What to work on:
a – In the text on headaches after eating, reproduce the passage that begins at the words "Some headaches are" and stops after the words "varying in pattern.".
b – What other name does the text on headaches after eating give for a headache after eating?

Extracted text:
##############################

Some headaches are triggered or caused by consuming certain foods, this can indicate an underlying condition. Headache after eating is also known as postprandial headache and can be caused by several triggers, varying in pattern.
- When to consult a doctor?
Symptoms of food-induced headaches
- Headache after eating can be throbbing, aching, gripping, or pulsating in character
- It may be accompanied by nausea in case of severe headache
- Headache may range from dull to severe in intensity
- Associated auras in case of a migraine may accompany.
Causes of food-induced headaches
There are a number of different causes of headache after eating, some of these are:
1- Reactive hypoglycemia
Headache after eating is a common condition that occurs in response to reactive hypoglycemia or postprandial hypoglycemia. A drop in blood glucose levels that occurs within 4 hours of eating can trigger a headache. The basic mechanism is the secretion of excess insulin after taking a meal rich in sugar, the excessive insulin causes hypoglycemia which can trigger a headache.

##############################

Stored dataset items
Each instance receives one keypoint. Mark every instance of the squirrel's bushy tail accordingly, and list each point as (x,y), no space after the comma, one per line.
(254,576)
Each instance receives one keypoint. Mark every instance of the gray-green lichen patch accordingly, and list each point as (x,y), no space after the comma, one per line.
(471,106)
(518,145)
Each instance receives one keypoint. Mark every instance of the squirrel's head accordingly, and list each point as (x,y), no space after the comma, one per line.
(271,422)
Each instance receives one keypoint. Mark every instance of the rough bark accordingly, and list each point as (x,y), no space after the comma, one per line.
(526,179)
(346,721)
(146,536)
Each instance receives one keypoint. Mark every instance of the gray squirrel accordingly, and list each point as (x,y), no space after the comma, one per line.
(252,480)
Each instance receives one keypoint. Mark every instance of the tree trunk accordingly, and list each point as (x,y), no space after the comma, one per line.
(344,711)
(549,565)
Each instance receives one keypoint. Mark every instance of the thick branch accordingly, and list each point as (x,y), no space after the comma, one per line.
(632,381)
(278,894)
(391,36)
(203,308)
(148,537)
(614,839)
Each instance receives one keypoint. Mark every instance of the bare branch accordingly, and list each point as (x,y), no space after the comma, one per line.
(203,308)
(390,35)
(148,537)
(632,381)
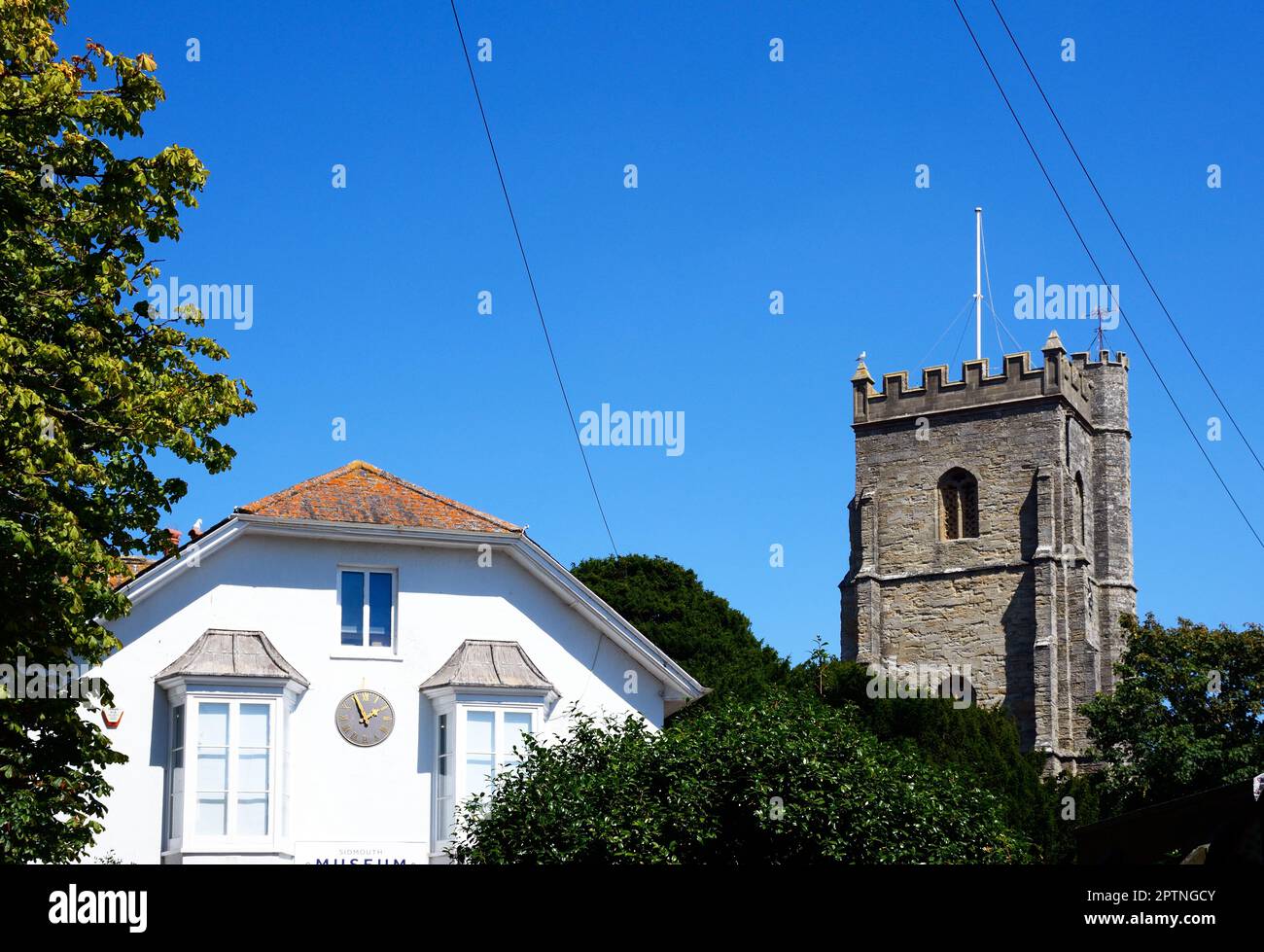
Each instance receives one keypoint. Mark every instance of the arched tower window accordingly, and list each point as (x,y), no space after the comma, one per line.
(1081,536)
(959,505)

##############################

Responses by item number:
a –
Some headaches are triggered or caused by consuming certain foods, this can indicate an underlying condition. Headache after eating is also known as postprandial headache and can be caused by several triggers, varying in pattern.

b – Postprandial headache.